■ WORK ORDER: Each line of the records that holds the word "cupcake" should be copied out.

■ SUPPLIED MATERIAL:

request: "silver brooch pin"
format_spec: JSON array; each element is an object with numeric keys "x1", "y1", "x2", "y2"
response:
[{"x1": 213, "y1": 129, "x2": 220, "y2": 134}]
--
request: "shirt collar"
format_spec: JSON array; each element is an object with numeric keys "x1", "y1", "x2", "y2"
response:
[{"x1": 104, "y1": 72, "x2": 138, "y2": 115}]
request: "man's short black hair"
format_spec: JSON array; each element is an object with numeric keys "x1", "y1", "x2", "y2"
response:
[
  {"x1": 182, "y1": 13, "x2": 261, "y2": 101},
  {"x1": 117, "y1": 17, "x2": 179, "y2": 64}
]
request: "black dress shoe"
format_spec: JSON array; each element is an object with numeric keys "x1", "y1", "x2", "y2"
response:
==
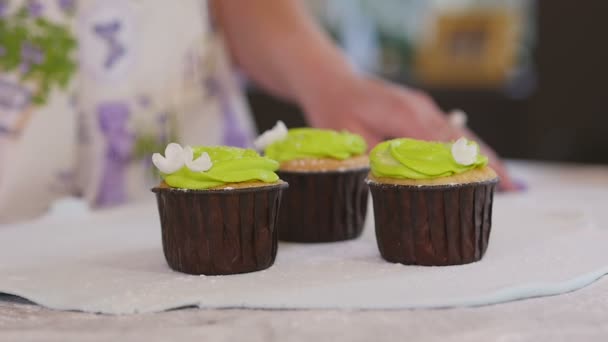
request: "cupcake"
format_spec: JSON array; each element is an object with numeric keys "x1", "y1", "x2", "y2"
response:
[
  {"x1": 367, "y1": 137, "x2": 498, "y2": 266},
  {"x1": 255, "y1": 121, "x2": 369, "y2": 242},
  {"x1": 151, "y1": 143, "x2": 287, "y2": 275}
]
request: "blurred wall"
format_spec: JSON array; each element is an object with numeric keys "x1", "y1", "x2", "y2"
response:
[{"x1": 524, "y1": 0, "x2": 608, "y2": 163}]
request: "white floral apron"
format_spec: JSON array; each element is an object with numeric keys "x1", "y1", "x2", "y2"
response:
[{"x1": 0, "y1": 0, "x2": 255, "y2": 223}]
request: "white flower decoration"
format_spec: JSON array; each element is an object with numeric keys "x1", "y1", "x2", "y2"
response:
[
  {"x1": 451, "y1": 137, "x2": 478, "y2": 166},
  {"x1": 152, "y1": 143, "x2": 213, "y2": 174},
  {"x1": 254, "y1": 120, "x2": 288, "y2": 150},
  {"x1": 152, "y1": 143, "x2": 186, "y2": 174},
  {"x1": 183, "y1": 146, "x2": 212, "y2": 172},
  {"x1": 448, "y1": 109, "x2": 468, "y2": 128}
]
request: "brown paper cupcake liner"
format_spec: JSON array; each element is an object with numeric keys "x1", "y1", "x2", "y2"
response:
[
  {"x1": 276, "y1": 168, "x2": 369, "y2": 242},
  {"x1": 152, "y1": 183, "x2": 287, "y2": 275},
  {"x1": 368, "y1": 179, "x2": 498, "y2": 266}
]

■ PROBLEM SOLUTION:
request: "cupcake"
request: "brown paper cupcake liner"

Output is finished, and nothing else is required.